__Task brief__:
Find every line of the records that has "building" and return it.
*****
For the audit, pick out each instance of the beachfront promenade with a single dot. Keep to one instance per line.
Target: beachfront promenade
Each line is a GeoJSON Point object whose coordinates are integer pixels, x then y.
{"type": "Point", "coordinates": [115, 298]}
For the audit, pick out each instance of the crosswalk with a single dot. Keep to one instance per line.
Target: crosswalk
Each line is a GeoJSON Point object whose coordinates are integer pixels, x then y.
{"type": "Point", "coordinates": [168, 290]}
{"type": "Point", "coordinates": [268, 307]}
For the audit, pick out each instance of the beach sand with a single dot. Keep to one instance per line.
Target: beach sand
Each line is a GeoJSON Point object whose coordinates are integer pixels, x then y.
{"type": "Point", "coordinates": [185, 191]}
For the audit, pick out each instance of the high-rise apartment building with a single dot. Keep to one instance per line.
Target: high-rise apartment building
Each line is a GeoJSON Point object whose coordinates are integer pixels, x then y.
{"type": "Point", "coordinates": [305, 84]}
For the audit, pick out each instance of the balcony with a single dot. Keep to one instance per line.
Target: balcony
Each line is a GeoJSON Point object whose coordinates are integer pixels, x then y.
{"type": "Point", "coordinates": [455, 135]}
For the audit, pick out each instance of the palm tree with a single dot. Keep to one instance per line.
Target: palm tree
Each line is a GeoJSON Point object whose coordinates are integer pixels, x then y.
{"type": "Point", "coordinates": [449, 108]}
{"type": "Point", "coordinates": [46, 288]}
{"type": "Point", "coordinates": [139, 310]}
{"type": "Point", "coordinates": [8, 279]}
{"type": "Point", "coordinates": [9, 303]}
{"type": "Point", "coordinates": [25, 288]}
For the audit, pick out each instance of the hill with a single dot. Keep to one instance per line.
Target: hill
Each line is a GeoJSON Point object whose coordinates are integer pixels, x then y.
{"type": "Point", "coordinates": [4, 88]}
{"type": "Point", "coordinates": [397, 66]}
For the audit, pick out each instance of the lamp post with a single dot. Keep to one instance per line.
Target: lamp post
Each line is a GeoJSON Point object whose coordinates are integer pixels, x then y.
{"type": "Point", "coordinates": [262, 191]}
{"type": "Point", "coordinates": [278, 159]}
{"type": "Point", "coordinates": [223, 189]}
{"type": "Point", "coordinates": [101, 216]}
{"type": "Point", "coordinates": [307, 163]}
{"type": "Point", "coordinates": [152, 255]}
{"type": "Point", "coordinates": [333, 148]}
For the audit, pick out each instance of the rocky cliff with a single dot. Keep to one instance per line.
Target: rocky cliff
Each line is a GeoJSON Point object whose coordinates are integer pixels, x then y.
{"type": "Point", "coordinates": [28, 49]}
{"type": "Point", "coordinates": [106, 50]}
*****
__Exercise answer__:
For the audit, pick out each instance of the high-rise apartment building with a single dot. Keep to one instance per line.
Target: high-rise apartment building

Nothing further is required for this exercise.